Convert the lines starting at the one containing "Pinpoint each instance of reflection" and ending at the last line of the entries into a Markdown table with the columns Row and Line, skipping blank lines. Number each row in the Row column and put the line in the Line column.

***** PROVIDED INFORMATION

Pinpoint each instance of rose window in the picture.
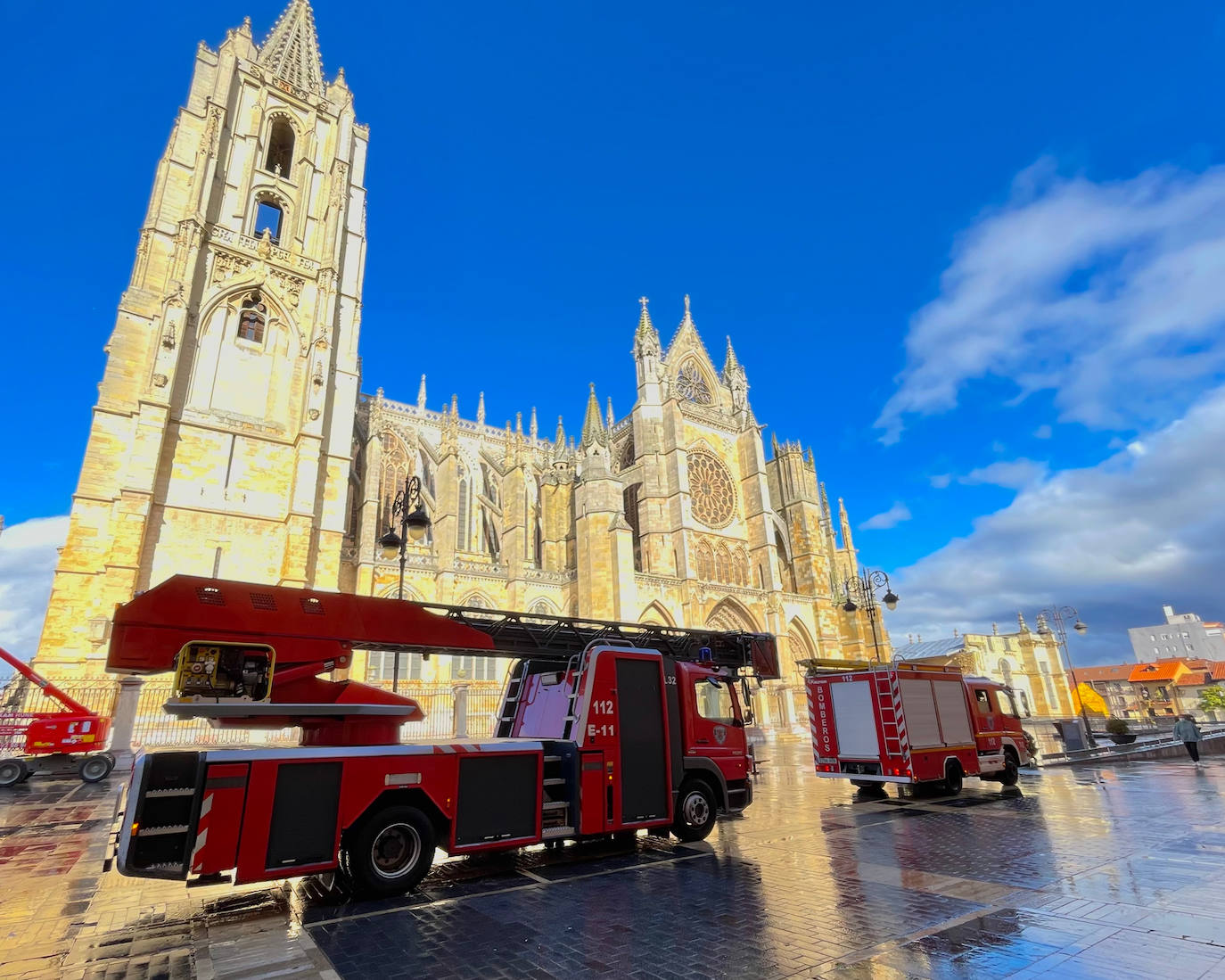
[688,452,736,528]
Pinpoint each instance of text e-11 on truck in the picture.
[108,576,777,894]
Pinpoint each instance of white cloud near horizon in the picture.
[0,515,69,660]
[859,499,910,531]
[876,160,1225,443]
[888,386,1225,663]
[957,458,1046,490]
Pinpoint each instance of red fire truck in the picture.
[108,576,777,894]
[806,660,1029,793]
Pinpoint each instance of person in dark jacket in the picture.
[1173,714,1201,768]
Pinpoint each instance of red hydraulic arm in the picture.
[107,576,779,745]
[0,646,95,715]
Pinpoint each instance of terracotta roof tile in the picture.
[1127,659,1187,684]
[1073,664,1136,684]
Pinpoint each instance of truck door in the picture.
[970,686,1007,752]
[688,676,747,780]
[616,655,671,825]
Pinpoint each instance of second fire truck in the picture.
[108,576,779,894]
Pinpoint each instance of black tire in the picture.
[999,748,1021,786]
[672,779,718,840]
[344,806,435,897]
[0,758,22,787]
[944,760,964,796]
[78,752,115,783]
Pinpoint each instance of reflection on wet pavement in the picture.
[0,742,1225,980]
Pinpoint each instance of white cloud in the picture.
[876,161,1225,442]
[957,458,1046,490]
[859,499,910,531]
[890,386,1225,663]
[0,517,69,660]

**********

### FULL ANSWER
| Row | Line |
|---|---|
| 1 | Pinpoint each instance of reflection on wet pavement in the picture. |
| 2 | [0,742,1225,980] |
| 3 | Pinpoint each instance of white cloud in the picture. |
| 4 | [876,161,1225,442] |
| 5 | [957,458,1046,490] |
| 6 | [859,499,910,531] |
| 7 | [890,386,1225,663] |
| 8 | [0,517,69,660] |